* **Work request**
Below is a block of records. Copy every line in it that contains the word "query".

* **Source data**
"""
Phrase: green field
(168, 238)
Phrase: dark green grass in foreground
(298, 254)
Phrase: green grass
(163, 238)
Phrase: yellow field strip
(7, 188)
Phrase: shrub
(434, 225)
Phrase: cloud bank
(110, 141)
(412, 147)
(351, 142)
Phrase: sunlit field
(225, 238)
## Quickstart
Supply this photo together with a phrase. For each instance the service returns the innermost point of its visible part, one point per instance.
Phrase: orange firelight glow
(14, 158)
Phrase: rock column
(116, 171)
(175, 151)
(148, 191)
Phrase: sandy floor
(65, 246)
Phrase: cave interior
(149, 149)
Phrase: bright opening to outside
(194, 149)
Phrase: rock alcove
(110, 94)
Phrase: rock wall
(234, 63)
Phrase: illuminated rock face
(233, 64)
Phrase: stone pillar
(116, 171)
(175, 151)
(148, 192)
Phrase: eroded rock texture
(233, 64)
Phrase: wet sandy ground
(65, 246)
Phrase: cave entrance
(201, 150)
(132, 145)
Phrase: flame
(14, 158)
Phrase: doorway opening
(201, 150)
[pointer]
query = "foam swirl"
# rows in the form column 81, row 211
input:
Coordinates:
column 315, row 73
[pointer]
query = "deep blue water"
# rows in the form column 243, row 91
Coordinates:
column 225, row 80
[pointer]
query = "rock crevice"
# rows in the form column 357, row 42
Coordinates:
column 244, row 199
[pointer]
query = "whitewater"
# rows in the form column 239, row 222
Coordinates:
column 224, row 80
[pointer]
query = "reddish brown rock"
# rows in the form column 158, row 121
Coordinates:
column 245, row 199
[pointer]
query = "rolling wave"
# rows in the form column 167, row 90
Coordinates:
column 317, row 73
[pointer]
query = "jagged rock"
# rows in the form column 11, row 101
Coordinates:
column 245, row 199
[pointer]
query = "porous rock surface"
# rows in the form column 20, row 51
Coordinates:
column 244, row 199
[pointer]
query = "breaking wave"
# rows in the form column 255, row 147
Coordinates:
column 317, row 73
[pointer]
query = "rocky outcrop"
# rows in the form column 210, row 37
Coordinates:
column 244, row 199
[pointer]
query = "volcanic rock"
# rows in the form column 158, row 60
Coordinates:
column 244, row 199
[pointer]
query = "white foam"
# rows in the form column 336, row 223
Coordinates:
"""
* **Exercise answer**
query = "foam swirl"
query = "deep blue water"
query = "rock crevice"
query = "whitewater"
query = "reddish brown rock"
query = "rolling wave"
query = "jagged rock"
query = "porous rock surface"
query = "breaking wave"
query = "rocky outcrop"
query = "volcanic rock"
query = "white foam"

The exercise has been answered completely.